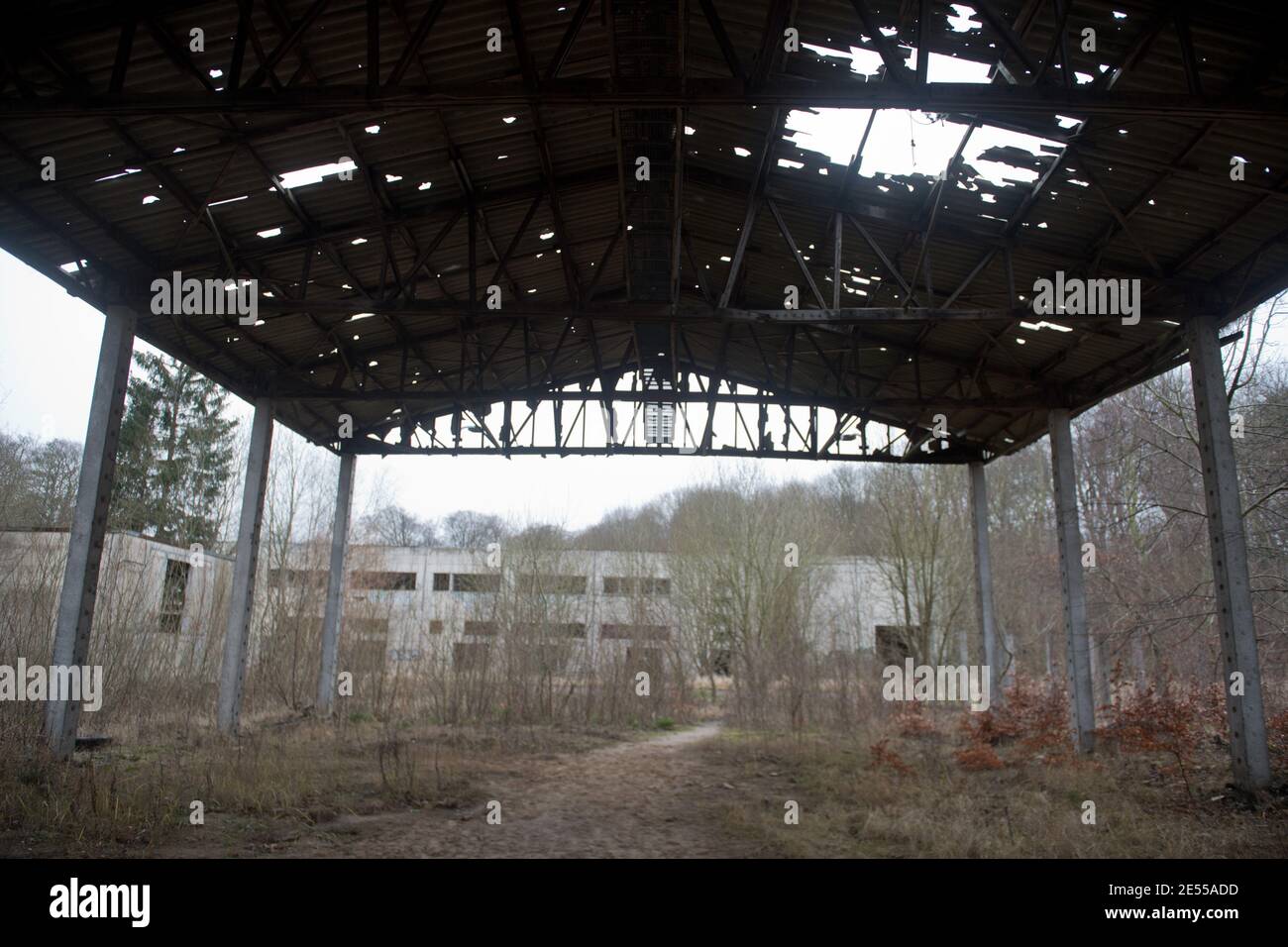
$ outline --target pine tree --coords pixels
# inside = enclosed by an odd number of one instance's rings
[[[166,356],[134,353],[112,497],[117,527],[175,545],[209,545],[233,475],[227,393]]]

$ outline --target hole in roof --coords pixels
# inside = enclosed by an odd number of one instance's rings
[[[949,6],[953,9],[953,15],[948,17],[948,26],[952,27],[953,32],[965,33],[984,28],[983,23],[971,19],[975,15],[974,6],[966,4],[949,4]]]
[[[358,166],[348,157],[343,157],[339,161],[332,161],[327,165],[313,165],[312,167],[300,167],[295,171],[287,171],[286,174],[279,174],[278,180],[282,182],[282,187],[287,191],[298,187],[308,187],[309,184],[318,184],[323,178],[332,174],[340,174],[341,171],[354,171]],[[269,191],[276,191],[277,188],[269,188]]]
[[[124,178],[126,174],[138,174],[142,170],[143,170],[142,167],[126,167],[124,171],[117,171],[116,174],[107,174],[102,178],[95,178],[94,183],[97,184],[100,180],[116,180],[117,178]]]
[[[857,46],[850,48],[849,52],[813,45],[808,48],[819,55],[850,59],[851,70],[855,72],[873,75],[881,64],[881,57],[877,53]],[[908,66],[914,68],[916,50],[909,52],[912,55],[908,58]],[[989,81],[988,73],[989,63],[936,53],[930,54],[929,81],[931,82],[984,84]],[[793,110],[788,115],[786,125],[792,134],[784,137],[802,151],[826,155],[833,165],[849,165],[871,116],[871,110]],[[1069,124],[1078,122],[1069,120]],[[881,110],[872,120],[872,131],[868,135],[858,173],[866,178],[877,174],[921,174],[936,178],[947,170],[948,162],[969,129],[969,125],[927,112],[904,108]],[[974,171],[976,178],[999,187],[1037,180],[1039,171],[1033,166],[1015,166],[996,158],[983,157],[992,149],[1006,148],[1027,151],[1034,157],[1050,158],[1059,153],[1063,146],[1038,135],[985,124],[975,129],[966,140],[966,146],[962,148],[962,169]],[[782,165],[782,161],[779,164]],[[905,187],[912,189],[908,184]]]

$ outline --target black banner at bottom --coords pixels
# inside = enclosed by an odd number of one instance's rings
[[[0,907],[10,932],[361,934],[430,919],[487,934],[622,924],[765,937],[1113,929],[1175,934],[1266,924],[1282,911],[1269,861],[6,861]],[[1279,903],[1276,903],[1279,902]],[[558,915],[555,914],[558,912]],[[598,923],[612,926],[596,926]],[[455,926],[455,925],[453,925]],[[446,932],[444,932],[446,933]],[[457,930],[455,935],[465,932]],[[482,933],[482,932],[480,932]]]

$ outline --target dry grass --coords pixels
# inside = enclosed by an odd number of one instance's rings
[[[1094,761],[996,749],[1001,768],[972,765],[962,711],[930,727],[876,722],[848,737],[726,734],[717,747],[738,783],[732,831],[788,857],[1282,858],[1288,803],[1258,808],[1225,789],[1229,755],[1202,752],[1185,781],[1166,754],[1109,750]],[[783,803],[800,804],[786,825]],[[1082,821],[1083,803],[1096,823]]]
[[[260,720],[237,742],[116,745],[80,752],[72,765],[9,745],[0,751],[0,856],[272,853],[346,816],[473,805],[479,772],[617,736],[290,716]],[[205,826],[189,852],[192,800],[205,804]]]

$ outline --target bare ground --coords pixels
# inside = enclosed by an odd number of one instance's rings
[[[737,795],[726,764],[705,747],[719,723],[581,754],[506,760],[471,780],[478,792],[456,810],[399,808],[344,814],[264,837],[252,849],[218,843],[219,817],[204,840],[153,856],[368,858],[684,858],[769,854],[725,818]],[[501,822],[488,822],[488,803]],[[237,850],[237,849],[241,850]]]

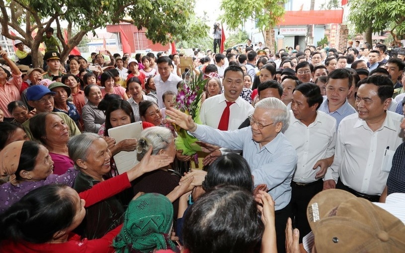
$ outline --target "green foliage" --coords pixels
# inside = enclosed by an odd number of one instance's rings
[[[285,13],[287,0],[223,0],[220,17],[231,29],[236,29],[244,20],[252,19],[260,30],[274,27]]]
[[[324,38],[317,42],[317,46],[318,47],[323,47],[324,45],[326,44],[327,45],[327,37],[326,35],[324,37]]]
[[[194,0],[31,0],[29,7],[41,18],[57,13],[60,20],[79,29],[94,31],[129,19],[154,43],[165,44],[172,38],[207,35],[209,28],[194,18]],[[190,22],[193,20],[195,22]]]
[[[225,49],[233,46],[234,45],[244,43],[249,38],[249,34],[246,31],[239,30],[238,32],[231,33],[225,40]]]
[[[349,20],[356,32],[362,33],[371,27],[373,32],[386,29],[405,35],[405,4],[404,0],[351,0]]]
[[[176,48],[182,46],[184,48],[198,48],[203,50],[212,47],[212,39],[208,36],[210,28],[207,24],[205,13],[203,17],[193,16],[189,20],[189,26],[184,33],[186,36],[182,35],[176,37],[179,42],[176,44]],[[197,34],[197,36],[194,36]]]

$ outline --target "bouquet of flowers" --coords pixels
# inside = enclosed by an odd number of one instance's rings
[[[199,76],[192,75],[188,84],[184,82],[181,86],[178,87],[176,98],[176,108],[191,115],[197,124],[201,123],[200,109],[201,96],[207,83],[207,80],[204,80],[203,77],[202,73]],[[197,151],[201,151],[201,148],[195,143],[198,141],[196,138],[178,126],[175,126],[175,129],[178,135],[176,139],[176,148],[182,150],[183,155],[192,156]]]

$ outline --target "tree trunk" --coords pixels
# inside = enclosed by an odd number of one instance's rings
[[[367,27],[367,30],[366,30],[366,31],[363,34],[363,38],[370,45],[373,45],[373,39],[372,38],[372,35],[373,31],[371,29],[371,25],[370,25],[368,27]]]

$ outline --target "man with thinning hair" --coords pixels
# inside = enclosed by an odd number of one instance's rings
[[[289,118],[287,106],[279,99],[259,101],[249,116],[250,126],[222,131],[197,124],[191,117],[170,108],[167,120],[188,130],[200,141],[232,150],[243,150],[252,171],[254,185],[265,183],[275,201],[277,250],[285,252],[284,230],[291,215],[291,183],[297,164],[295,149],[281,133]]]

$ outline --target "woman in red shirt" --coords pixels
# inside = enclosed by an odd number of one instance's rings
[[[40,187],[24,196],[0,215],[1,252],[113,253],[112,239],[121,226],[99,239],[81,239],[73,233],[85,215],[85,208],[131,187],[130,182],[144,173],[173,162],[164,155],[148,155],[127,172],[100,182],[78,194],[66,185]],[[179,186],[170,193],[171,201],[184,193]]]

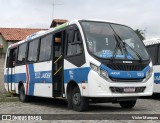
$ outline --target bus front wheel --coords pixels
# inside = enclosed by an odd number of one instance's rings
[[[119,104],[122,108],[131,109],[135,106],[136,100],[120,101]]]
[[[82,97],[79,87],[75,87],[72,93],[72,107],[76,111],[85,111],[88,109],[89,99]]]
[[[27,102],[28,101],[28,96],[25,94],[25,89],[24,89],[23,85],[19,89],[19,100],[21,102]]]

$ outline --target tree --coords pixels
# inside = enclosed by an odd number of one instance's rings
[[[144,33],[143,33],[142,30],[136,29],[136,30],[135,30],[135,33],[138,35],[138,37],[139,37],[141,40],[144,40],[144,39],[145,39],[145,37],[143,36]]]

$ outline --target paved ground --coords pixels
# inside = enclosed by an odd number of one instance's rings
[[[2,68],[2,62],[0,62],[0,67]],[[0,94],[4,94],[4,85],[3,81],[3,70],[0,70]],[[87,116],[88,114],[94,114],[94,116],[99,115],[106,115],[109,116],[110,114],[114,114],[113,116],[119,116],[117,114],[132,114],[132,115],[141,115],[141,114],[160,114],[160,98],[153,99],[139,99],[137,101],[136,106],[133,109],[125,110],[122,109],[119,104],[111,104],[111,103],[104,103],[104,104],[92,104],[89,107],[89,111],[87,112],[75,112],[73,110],[67,109],[67,103],[61,99],[45,99],[45,98],[34,98],[32,102],[29,103],[21,103],[21,102],[0,102],[0,114],[59,114],[59,116],[64,116],[62,114],[77,114],[78,116]],[[80,115],[79,115],[80,114]],[[45,123],[115,123],[115,122],[136,122],[136,123],[143,123],[143,120],[73,120],[73,115],[70,115],[70,120],[53,120],[53,121],[43,121]],[[83,119],[83,118],[82,118]],[[9,121],[0,121],[1,123],[8,123]],[[20,123],[21,121],[16,121],[16,123]],[[39,121],[32,121],[33,123],[39,123]],[[152,120],[147,120],[145,122],[152,123]],[[154,122],[160,122],[154,121]],[[27,121],[26,121],[27,123]]]
[[[75,112],[73,110],[67,109],[67,103],[61,99],[44,99],[44,98],[34,98],[32,102],[29,103],[21,103],[21,102],[3,102],[0,103],[0,114],[72,114],[77,116],[94,114],[96,115],[104,115],[104,114],[113,114],[113,116],[117,116],[117,114],[132,114],[134,115],[141,115],[141,114],[160,114],[160,99],[139,99],[137,101],[136,106],[133,109],[122,109],[119,104],[111,104],[111,103],[104,103],[104,104],[92,104],[89,107],[89,111],[87,112]],[[62,115],[63,116],[63,115]],[[159,115],[160,116],[160,115]],[[160,117],[159,117],[160,118]],[[62,118],[63,119],[63,118]],[[82,118],[83,119],[83,118]],[[74,122],[70,120],[65,120],[65,122]],[[125,120],[123,120],[125,121]],[[121,122],[123,122],[121,121]],[[61,121],[43,121],[43,122],[64,122]],[[88,122],[86,120],[78,120],[76,122],[84,123]],[[89,122],[93,122],[89,120]],[[94,120],[97,123],[103,123],[108,121],[100,121]],[[113,122],[120,122],[120,121],[113,121]],[[134,121],[125,121],[125,122],[134,122]],[[141,123],[142,120],[135,121],[137,123]],[[145,121],[146,122],[146,121]],[[150,120],[147,122],[151,122]],[[160,122],[154,121],[154,122]]]

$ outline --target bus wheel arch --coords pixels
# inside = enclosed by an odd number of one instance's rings
[[[82,97],[80,88],[74,81],[67,86],[68,108],[73,108],[75,111],[85,111],[89,106],[89,98]]]
[[[27,102],[28,96],[25,94],[25,88],[23,82],[19,82],[18,84],[18,93],[19,93],[19,100],[21,102]]]
[[[67,84],[66,93],[67,93],[67,101],[69,109],[72,109],[72,91],[75,87],[78,87],[78,84],[75,81],[70,81]]]

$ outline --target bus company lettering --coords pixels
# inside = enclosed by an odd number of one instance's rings
[[[51,73],[40,73],[40,72],[36,72],[35,73],[35,78],[51,78]]]
[[[51,78],[51,73],[43,73],[41,78]]]
[[[120,72],[111,72],[112,75],[120,75]]]

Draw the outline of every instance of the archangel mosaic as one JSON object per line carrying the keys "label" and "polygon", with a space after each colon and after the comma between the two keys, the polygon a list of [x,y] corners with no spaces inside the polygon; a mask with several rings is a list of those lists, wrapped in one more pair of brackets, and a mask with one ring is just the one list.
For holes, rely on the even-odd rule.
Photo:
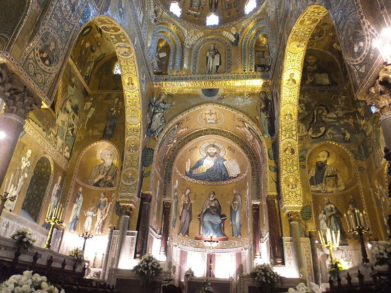
{"label": "archangel mosaic", "polygon": [[390,11],[0,0],[0,267],[26,228],[119,292],[144,292],[145,255],[156,293],[258,292],[262,264],[276,292],[329,290],[338,260],[369,273],[391,237]]}

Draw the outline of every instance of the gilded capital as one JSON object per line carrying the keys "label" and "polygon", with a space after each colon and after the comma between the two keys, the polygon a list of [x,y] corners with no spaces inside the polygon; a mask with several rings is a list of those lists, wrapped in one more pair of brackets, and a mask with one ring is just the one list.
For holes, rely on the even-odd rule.
{"label": "gilded capital", "polygon": [[0,64],[0,97],[4,103],[4,112],[25,119],[30,111],[39,109],[42,101],[33,95],[5,64]]}
{"label": "gilded capital", "polygon": [[391,112],[391,64],[383,64],[379,78],[366,97],[369,105],[374,105],[383,116]]}
{"label": "gilded capital", "polygon": [[300,213],[298,211],[289,211],[288,213],[288,221],[289,223],[297,222],[300,217]]}
{"label": "gilded capital", "polygon": [[132,203],[120,203],[121,206],[121,210],[122,214],[126,216],[130,216],[133,209],[134,209],[134,205]]}

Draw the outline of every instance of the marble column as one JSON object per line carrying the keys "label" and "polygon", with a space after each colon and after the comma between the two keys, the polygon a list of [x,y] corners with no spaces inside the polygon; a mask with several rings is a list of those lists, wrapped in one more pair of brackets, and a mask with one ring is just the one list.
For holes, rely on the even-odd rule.
{"label": "marble column", "polygon": [[253,204],[253,235],[254,245],[254,259],[261,259],[260,249],[260,204]]}
{"label": "marble column", "polygon": [[147,253],[149,232],[150,209],[152,193],[142,192],[137,220],[137,240],[136,242],[135,257],[140,258]]}
{"label": "marble column", "polygon": [[284,249],[281,238],[278,204],[275,194],[268,194],[266,196],[266,204],[272,264],[273,266],[281,266],[283,265],[284,262]]}
{"label": "marble column", "polygon": [[107,265],[109,263],[109,254],[110,253],[110,247],[111,245],[111,241],[113,239],[113,231],[115,229],[115,226],[110,225],[109,226],[109,239],[107,241],[106,251],[105,251],[105,259],[102,264],[102,271],[101,271],[101,279],[106,278],[107,272]]}
{"label": "marble column", "polygon": [[162,241],[160,242],[160,251],[159,252],[161,255],[167,255],[167,240],[168,240],[169,224],[170,222],[170,208],[171,207],[171,201],[163,201],[161,232]]}
{"label": "marble column", "polygon": [[365,99],[368,105],[376,106],[386,146],[391,148],[391,64],[383,64]]}
{"label": "marble column", "polygon": [[121,222],[120,224],[119,235],[117,240],[117,246],[115,249],[114,255],[114,268],[118,268],[118,265],[122,260],[121,259],[127,257],[126,249],[124,246],[126,234],[128,232],[128,227],[129,226],[129,219],[134,205],[133,204],[120,203],[122,209]]}
{"label": "marble column", "polygon": [[1,186],[24,126],[24,119],[30,111],[41,107],[42,101],[30,94],[16,74],[4,63],[0,64],[0,98],[4,105],[4,113],[0,114]]}
{"label": "marble column", "polygon": [[304,276],[304,269],[303,261],[303,252],[300,243],[300,233],[299,230],[299,212],[290,211],[288,213],[289,221],[290,236],[292,238],[292,258],[293,263],[293,272],[296,276]]}

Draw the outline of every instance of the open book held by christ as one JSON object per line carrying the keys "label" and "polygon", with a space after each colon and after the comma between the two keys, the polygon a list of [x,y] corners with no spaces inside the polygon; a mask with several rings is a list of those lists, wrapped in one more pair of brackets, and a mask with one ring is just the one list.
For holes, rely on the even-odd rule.
{"label": "open book held by christ", "polygon": [[236,177],[240,173],[240,168],[236,159],[231,159],[224,161],[223,164],[227,168],[230,177]]}
{"label": "open book held by christ", "polygon": [[215,56],[215,59],[213,60],[213,65],[215,66],[218,66],[220,65],[220,55],[217,54]]}

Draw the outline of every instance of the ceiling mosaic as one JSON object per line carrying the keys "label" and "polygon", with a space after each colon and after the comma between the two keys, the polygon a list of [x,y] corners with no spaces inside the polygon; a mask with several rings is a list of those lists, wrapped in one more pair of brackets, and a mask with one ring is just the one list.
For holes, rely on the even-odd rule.
{"label": "ceiling mosaic", "polygon": [[[163,10],[175,20],[186,25],[205,29],[234,25],[252,16],[264,1],[265,0],[156,0]],[[176,10],[172,8],[170,9],[173,4],[177,7]],[[155,6],[155,9],[156,8]],[[206,25],[207,18],[209,19],[211,16],[218,17],[218,25]]]}

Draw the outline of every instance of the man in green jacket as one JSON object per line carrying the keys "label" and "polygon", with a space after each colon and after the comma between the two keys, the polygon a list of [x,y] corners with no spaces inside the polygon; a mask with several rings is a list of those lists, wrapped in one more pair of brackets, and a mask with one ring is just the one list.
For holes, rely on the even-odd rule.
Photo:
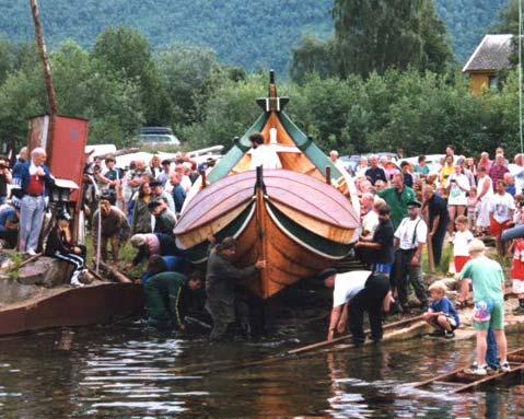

------------------------------------------------------------------------

**Aim**
Write out an exact copy of the lines beginning at the line that contains "Draw the outline of every instance of the ceiling" and ending at the last line of the listing. Exclude pictures.

**Answer to the problem**
Draw the outline of every instance of the ceiling mosaic as one JSON object per line carrying the keys "label" and "polygon", with a space after each colon and after the comma between the two keys, the polygon a list of [x,y] corners with no spaces inside the polygon; a mask with several rings is a list of those lists, wrapped in one more pair of brackets, and a mask with one ring is just the one list.
For holes, rely on the even-odd rule.
{"label": "ceiling mosaic", "polygon": [[[163,10],[175,20],[186,25],[205,29],[234,25],[252,16],[264,1],[265,0],[156,0]],[[176,10],[172,8],[170,9],[173,4],[177,7]],[[155,6],[155,9],[156,8]],[[206,25],[207,18],[209,19],[211,16],[218,17],[218,25]]]}

Draw the outline of every instance of the man in green jacket as one JSON object per line carrying the keys "label" and "polygon", with a space after each colon and after the comma between the two keys, the polygon a list of [x,y] corners with no spaces inside the polygon; a mask with several rings is a list of those lists, wrapped in one more pair of brackets, and a mask with one ring is just the one list.
For holes, rely on the even-odd rule.
Photo:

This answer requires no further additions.